(SOURCE DATA begins)
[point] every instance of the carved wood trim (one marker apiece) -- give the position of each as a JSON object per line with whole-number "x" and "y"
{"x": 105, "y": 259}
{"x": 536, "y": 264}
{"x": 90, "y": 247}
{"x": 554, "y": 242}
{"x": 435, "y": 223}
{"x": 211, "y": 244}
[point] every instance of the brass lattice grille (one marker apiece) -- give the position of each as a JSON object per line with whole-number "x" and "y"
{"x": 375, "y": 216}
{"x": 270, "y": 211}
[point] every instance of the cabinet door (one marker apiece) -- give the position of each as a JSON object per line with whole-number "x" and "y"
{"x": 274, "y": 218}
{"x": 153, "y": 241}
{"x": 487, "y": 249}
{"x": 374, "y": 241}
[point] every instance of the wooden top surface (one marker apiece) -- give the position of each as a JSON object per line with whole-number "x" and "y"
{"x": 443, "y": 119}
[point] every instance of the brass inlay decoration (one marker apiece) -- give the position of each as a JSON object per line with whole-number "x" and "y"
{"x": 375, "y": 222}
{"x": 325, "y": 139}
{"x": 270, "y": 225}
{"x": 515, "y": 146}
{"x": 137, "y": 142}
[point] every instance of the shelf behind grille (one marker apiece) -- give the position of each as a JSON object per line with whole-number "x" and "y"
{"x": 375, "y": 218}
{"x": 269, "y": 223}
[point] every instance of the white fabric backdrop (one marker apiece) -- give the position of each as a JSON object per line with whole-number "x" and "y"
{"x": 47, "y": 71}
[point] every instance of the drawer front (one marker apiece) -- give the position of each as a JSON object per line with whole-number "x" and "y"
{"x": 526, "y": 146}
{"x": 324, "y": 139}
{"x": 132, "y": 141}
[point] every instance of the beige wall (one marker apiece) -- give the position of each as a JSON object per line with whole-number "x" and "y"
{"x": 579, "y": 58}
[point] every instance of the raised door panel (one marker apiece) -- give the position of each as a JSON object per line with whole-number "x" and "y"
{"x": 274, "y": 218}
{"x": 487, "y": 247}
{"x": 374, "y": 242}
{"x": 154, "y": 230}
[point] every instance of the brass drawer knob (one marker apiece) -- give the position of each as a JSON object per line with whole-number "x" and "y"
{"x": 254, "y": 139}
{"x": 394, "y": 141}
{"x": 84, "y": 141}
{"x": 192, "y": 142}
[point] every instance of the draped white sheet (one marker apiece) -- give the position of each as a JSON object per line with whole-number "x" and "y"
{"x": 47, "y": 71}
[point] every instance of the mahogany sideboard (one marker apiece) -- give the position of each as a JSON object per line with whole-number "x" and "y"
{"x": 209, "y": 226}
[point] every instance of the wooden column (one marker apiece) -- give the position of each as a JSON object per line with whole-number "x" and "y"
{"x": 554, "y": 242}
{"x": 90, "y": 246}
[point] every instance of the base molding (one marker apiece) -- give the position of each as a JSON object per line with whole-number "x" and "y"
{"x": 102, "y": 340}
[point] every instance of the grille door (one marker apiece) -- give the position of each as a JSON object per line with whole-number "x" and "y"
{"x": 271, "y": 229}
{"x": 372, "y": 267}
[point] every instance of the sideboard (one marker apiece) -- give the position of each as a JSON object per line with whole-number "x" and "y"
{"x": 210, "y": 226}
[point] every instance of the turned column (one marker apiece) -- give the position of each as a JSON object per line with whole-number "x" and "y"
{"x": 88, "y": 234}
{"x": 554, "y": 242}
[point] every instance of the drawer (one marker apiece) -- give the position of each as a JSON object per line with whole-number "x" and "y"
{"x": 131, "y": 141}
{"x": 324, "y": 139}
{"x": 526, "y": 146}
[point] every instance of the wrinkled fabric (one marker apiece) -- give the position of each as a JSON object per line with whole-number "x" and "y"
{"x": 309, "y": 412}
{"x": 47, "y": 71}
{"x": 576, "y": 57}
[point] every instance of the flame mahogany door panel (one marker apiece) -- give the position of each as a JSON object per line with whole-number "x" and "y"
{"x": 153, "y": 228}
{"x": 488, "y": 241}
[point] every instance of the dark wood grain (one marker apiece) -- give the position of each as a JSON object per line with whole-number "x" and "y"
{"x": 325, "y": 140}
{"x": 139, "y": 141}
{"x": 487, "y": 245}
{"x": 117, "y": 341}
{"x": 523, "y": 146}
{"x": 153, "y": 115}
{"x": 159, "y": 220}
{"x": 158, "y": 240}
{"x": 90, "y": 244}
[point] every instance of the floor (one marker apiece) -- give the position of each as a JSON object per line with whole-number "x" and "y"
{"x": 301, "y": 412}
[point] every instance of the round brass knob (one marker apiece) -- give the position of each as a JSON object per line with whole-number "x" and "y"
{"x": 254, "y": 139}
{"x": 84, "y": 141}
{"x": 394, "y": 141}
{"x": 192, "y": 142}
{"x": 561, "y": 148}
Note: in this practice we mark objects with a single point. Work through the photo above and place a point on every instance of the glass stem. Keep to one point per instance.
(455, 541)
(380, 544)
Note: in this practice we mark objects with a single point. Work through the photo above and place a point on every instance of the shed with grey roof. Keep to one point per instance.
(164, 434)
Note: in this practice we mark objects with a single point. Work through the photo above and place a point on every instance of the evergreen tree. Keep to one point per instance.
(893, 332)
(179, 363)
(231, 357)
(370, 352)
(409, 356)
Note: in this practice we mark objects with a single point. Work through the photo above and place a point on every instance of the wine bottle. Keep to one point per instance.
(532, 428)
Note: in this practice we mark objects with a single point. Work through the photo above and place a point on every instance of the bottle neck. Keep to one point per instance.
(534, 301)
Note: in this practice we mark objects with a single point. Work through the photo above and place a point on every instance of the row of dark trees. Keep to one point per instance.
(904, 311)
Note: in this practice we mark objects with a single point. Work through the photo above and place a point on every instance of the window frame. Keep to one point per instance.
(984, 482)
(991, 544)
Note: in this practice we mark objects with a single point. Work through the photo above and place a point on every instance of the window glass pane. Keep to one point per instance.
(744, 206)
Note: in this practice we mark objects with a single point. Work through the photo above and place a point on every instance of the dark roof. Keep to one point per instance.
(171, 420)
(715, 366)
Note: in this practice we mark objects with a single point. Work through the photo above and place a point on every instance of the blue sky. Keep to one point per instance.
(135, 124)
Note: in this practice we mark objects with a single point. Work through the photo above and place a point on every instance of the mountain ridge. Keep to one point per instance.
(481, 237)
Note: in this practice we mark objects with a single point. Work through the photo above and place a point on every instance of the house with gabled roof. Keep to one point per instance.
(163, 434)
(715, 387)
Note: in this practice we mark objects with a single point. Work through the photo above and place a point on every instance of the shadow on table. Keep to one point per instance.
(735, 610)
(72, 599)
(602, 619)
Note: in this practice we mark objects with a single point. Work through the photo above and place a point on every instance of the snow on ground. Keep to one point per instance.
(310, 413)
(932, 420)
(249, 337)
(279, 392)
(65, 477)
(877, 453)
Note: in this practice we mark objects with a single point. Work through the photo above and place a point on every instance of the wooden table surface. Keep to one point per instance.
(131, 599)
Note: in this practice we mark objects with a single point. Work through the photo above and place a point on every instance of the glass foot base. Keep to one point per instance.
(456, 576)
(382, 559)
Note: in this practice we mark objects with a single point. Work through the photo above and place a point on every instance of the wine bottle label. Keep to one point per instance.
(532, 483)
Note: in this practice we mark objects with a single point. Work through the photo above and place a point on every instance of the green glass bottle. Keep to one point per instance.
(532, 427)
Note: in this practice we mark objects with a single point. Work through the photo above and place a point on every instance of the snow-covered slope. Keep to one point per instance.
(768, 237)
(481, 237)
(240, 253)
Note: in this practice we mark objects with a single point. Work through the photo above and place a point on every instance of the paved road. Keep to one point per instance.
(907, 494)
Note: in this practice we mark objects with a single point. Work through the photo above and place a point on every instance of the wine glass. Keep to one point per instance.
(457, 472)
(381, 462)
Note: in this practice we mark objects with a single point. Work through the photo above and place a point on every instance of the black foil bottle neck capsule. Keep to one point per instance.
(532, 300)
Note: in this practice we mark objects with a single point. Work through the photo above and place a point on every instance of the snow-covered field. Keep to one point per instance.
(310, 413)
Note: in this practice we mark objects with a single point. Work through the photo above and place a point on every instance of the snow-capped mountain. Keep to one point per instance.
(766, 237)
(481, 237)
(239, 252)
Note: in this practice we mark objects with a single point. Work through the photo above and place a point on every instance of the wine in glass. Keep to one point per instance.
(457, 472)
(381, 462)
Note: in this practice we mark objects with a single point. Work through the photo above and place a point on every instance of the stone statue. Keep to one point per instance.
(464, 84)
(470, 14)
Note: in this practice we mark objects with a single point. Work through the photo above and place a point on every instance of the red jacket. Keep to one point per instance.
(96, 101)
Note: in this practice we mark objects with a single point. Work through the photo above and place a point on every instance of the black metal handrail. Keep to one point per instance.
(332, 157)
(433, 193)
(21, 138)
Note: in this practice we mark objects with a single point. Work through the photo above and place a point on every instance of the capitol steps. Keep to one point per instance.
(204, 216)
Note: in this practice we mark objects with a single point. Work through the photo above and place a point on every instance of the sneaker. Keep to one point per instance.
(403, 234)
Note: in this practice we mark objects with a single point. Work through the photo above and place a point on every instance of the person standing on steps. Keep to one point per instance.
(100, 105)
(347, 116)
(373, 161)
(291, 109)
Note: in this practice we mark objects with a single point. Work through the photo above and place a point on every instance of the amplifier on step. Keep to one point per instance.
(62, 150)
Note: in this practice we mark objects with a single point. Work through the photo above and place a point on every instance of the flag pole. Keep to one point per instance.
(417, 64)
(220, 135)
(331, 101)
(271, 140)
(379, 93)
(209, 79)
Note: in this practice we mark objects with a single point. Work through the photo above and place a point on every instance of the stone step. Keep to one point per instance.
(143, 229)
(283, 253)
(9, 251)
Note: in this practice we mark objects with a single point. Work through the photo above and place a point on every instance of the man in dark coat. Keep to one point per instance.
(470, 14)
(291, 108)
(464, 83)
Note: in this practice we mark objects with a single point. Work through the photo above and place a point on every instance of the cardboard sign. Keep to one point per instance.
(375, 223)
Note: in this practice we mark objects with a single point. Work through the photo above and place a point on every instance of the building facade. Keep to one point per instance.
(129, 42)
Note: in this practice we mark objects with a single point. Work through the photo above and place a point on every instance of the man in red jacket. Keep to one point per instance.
(SOURCE DATA ends)
Only the lines from the one containing "sign. Keep to one point per instance." through the final line of the records above should be printed, exactly as they stand.

Note: in this practice we mark objects with a single point. Work through the photo above and place a point on every instance of the cardboard sign. Keep to one point per instance.
(375, 223)
Note: in this practice we mark objects with a single point. Work through the photo above and place a point on every instance of the building facade. Keep to one point per instance.
(129, 42)
Note: in this practice we mark objects with a single point. Work through the photo above and place a point on every instance of the man in red jacket. Keep to one point per instance.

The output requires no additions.